(Region pointing data)
....

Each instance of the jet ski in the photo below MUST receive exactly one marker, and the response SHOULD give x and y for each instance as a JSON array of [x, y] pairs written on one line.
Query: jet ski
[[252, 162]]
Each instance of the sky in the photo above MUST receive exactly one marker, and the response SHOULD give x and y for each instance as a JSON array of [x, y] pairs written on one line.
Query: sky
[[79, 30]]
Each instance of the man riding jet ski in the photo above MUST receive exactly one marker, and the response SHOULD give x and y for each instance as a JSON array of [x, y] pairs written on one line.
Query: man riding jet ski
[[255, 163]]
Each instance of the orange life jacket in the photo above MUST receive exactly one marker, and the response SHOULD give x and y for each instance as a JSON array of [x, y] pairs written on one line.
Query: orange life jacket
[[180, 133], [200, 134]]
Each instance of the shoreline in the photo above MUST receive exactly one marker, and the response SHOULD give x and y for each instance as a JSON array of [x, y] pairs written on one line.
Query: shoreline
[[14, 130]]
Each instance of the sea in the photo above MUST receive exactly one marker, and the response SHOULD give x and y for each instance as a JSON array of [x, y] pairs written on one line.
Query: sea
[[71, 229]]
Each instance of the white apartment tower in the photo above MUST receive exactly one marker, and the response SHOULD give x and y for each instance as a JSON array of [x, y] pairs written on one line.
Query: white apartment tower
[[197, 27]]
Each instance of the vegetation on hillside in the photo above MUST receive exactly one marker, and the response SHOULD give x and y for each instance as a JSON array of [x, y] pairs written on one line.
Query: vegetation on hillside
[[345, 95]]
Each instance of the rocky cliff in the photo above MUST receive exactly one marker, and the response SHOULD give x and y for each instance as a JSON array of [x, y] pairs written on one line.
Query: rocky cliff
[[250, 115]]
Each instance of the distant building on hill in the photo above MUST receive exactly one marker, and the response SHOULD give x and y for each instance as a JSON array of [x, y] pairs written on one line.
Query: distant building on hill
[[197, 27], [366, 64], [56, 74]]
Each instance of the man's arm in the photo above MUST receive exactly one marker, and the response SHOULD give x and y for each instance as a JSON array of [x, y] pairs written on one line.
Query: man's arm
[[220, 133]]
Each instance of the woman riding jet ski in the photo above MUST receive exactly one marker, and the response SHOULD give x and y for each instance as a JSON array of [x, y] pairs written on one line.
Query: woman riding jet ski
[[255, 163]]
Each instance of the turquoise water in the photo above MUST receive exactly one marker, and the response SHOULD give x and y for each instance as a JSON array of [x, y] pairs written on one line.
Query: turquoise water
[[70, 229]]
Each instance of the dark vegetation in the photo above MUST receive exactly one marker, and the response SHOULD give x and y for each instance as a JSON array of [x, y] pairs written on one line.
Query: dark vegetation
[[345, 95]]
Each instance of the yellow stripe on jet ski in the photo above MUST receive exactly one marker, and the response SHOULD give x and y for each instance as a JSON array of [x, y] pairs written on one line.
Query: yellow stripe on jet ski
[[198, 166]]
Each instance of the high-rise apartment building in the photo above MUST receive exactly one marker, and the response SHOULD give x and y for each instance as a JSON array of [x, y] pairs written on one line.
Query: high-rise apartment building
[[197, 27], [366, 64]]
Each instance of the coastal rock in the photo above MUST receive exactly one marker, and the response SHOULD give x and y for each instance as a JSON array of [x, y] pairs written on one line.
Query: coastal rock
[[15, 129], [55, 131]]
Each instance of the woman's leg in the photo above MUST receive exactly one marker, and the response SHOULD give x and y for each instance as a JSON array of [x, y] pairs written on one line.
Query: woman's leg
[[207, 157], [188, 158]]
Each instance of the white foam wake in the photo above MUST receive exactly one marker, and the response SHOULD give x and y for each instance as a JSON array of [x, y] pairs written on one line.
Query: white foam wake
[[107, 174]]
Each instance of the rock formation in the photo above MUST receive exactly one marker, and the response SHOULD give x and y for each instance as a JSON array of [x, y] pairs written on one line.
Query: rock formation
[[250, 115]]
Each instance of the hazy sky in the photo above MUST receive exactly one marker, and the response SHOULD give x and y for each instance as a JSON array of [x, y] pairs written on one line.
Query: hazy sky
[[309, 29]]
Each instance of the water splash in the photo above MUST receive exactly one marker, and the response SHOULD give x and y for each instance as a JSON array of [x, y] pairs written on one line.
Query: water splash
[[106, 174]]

....

TASK DETAILS: Each record must be transcribed exactly, with nothing left out.

ANSWER TO THIS PROBLEM:
Each instance of the jet ski in the photo below MUST receive exactly one marker, and the response SHOULD give x and y for each instance as a JSON array of [x, y] pairs written on one line.
Query: jet ski
[[252, 162]]
Each instance of the sky in the photo above MUST receive exactly one marker, and the response SHOULD give x and y for each instance as a JSON array of [x, y] pairs written on one line.
Query: sky
[[79, 30]]
Each instance of the man riding jet ski in the photo above MUST receive exactly one marker, and the response SHOULD give x and y for each instance as a JSON array of [x, y] pairs written on one line.
Query: man riding jet ski
[[255, 163]]
Each instance of the orange life jacket in the photo above MUST receive exactly one marker, and the response SHOULD give x and y for each instance as a JSON array of [x, y] pairs written on one line.
Query: orange life jacket
[[180, 133], [200, 134]]
Each instance of the shoreline in the photo above MUST receive exactly one marker, and the response SHOULD give x and y for each instance as a JSON array of [x, y] pairs written on one line.
Query: shoreline
[[14, 130]]
Each instance of the sea in the photo above MUST receive exactly one marker, and the response SHOULD give x and y for each instance as a JSON array of [x, y] pairs written on one line.
Query: sea
[[71, 229]]
Each instance of the white apartment tower in the photo above MUST receive exactly one marker, and the response SHOULD give x and y for each instance as a JSON array of [x, y] pairs written on one line.
Query: white apartment tower
[[197, 27]]
Each instance of the vegetation on hillside in the photo above MUST receive exactly one marker, and the response SHOULD give x and y for each instance as a JSON array of [x, y] pairs written on one line.
Query: vegetation on hillside
[[345, 95]]
Each instance of the rocky cliff in the photo above MUST receive exactly one marker, and the response SHOULD give x and y for each instance as a JSON array of [x, y] pairs written on one line.
Query: rocky cliff
[[250, 115]]
Each instance of the distant building on hill in the photo above MUST receive exactly one marker, and the response SHOULD give x and y for each instance as a JSON array of [x, y] pairs written on one line.
Query: distant building on hill
[[197, 27], [366, 64], [56, 74]]
Each instance of the man's arm in the photo above MUST receive exactly one marker, and the response SHOULD give x and y for each instance as a JSON array of [x, y] pairs written on one line.
Query: man's arm
[[220, 133]]
Each instance of the woman riding jet ski in the photo above MUST receive exactly one marker, and the response SHOULD give x and y for each instance as a JSON array of [x, y] pairs written on one line.
Query: woman riding jet ski
[[255, 163]]
Each instance of the turquoise water in the photo above MUST receive exactly one marker, and the response SHOULD give x and y for each instance as a JSON array of [x, y] pairs written on one line.
Query: turquoise water
[[70, 229]]
Each instance of the dark vegetation in the photo above MUST receive exactly one marker, and the response SHOULD give x and y for each instance as a JSON array of [x, y] pairs written on one line.
Query: dark vegetation
[[345, 95]]
Each instance of the yellow stripe on jet ski in the photo above MUST receive exactly one marker, and the response SHOULD give x and y for each instance as a JSON array of [x, y] pairs written on one line.
Query: yellow stripe on jet ski
[[198, 166]]
Each instance of the high-rise apartment building in the photo above MUST receive exactly one marker, and the response SHOULD give x and y for each instance as a JSON array of [x, y] pairs written on one line.
Query: high-rise apartment building
[[197, 27], [366, 64]]
Each instance of the coastal rock in the photo above MUST receive exactly one marker, and the response SHOULD give x and y for each instance as a JSON array of [x, y] pairs written on one line.
Query: coastal rock
[[15, 129], [55, 131]]
Each instance of the woman's leg in the photo above MUST receive exactly one marker, and the response SHOULD give x and y for each instance as a JSON array of [x, y] pairs written on one line.
Query: woman's leg
[[207, 157], [188, 158]]
Each instance of the white foam wake in the photo above MUST receive exactly one marker, and the response SHOULD give x and y for each instance as a JSON array of [x, y] pairs written on one line.
Query: white foam wake
[[107, 174]]
Each instance of the rock formation in the photo above MUST receive exactly one marker, and the response SHOULD give x and y for each instance as a JSON array of [x, y] pairs written on one line.
Query: rock formation
[[250, 115]]
Each instance of the hazy sky in the photo above MUST receive exactly one marker, and the response SHOULD give x and y for each instance as a JSON array of [x, y] pairs written on one line.
Query: hazy sky
[[309, 29]]
Each instance of the water splash in the photo above MUST receive exactly one marker, and the response SHOULD give x and y for each instance as a JSON array of [x, y] pairs written on one line.
Query: water splash
[[106, 174]]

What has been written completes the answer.